- [Aim]: Repeat the lines of the listing below word for word, starting at the line that contains "Point out the rock, providing" and ending at the last line of the listing.
START Listing
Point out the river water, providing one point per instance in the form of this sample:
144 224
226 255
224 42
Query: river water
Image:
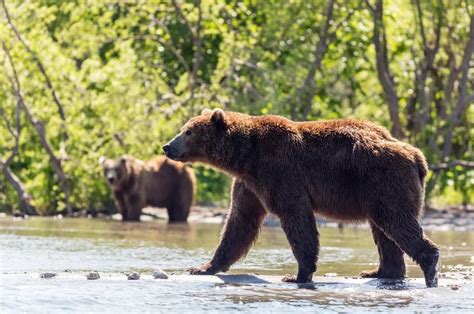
71 248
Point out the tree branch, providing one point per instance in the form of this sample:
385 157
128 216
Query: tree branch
426 65
385 77
42 70
39 128
196 38
23 196
463 100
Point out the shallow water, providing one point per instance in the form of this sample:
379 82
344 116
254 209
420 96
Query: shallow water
73 247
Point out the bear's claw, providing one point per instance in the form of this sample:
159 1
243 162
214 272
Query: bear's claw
201 271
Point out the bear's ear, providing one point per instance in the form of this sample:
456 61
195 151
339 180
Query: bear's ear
218 118
102 160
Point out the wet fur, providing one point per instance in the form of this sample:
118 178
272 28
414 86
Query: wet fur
347 170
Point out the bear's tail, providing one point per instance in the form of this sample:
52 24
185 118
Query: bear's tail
421 165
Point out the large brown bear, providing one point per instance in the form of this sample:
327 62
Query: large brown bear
343 169
160 182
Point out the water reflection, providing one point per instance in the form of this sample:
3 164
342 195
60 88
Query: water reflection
113 248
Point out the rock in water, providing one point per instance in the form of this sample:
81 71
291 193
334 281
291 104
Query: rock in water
93 276
159 274
133 276
47 275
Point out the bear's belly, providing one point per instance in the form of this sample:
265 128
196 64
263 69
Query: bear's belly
342 209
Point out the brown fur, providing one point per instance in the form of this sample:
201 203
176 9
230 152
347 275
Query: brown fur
160 182
348 170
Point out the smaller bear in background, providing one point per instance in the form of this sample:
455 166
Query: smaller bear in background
160 182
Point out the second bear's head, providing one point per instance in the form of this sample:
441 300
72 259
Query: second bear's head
115 170
200 139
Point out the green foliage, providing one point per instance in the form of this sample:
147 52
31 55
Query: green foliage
124 73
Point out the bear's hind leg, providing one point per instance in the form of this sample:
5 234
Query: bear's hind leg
302 234
135 206
408 234
391 265
240 231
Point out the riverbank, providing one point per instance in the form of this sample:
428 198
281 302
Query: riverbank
445 219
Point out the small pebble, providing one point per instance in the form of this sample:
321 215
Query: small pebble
47 275
159 274
93 276
133 276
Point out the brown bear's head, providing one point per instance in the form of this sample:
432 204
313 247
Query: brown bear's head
115 170
200 138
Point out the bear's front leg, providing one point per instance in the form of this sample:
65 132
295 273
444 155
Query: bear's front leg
246 215
302 234
120 204
135 203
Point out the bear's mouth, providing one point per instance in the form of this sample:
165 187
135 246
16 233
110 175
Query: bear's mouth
173 155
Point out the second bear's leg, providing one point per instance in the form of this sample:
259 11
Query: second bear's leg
240 231
135 206
301 232
391 264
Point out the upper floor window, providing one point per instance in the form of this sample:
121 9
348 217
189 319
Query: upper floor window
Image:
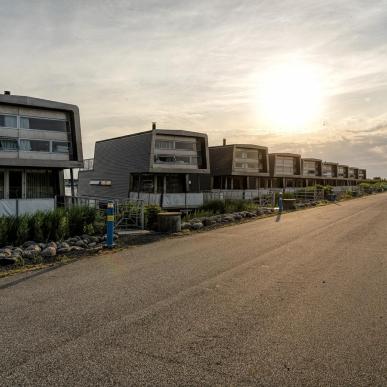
35 145
8 144
8 121
60 147
161 144
43 124
184 145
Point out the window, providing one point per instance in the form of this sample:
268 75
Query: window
7 121
160 159
8 144
285 166
160 144
183 145
1 185
39 185
183 160
15 184
246 154
60 147
43 124
35 145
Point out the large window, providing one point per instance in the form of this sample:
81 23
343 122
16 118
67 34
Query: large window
15 184
8 121
161 144
246 154
35 145
43 124
2 185
60 147
39 185
184 145
285 166
8 144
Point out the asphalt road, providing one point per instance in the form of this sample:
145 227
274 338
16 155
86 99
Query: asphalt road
299 300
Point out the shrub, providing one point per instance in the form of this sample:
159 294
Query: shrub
150 216
54 225
214 207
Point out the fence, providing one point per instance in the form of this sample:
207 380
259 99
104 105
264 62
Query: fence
129 213
16 207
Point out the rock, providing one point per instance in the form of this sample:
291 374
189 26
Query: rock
7 252
196 225
49 252
94 249
76 249
185 226
80 243
30 254
52 244
63 245
7 261
34 247
28 243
END Listing
- [Worked solution]:
Point out the rock, providing one point per instance in the form of this sample:
291 374
189 26
Query: rock
7 252
196 225
49 252
94 249
76 249
185 226
80 243
30 254
52 244
63 245
7 261
34 247
28 243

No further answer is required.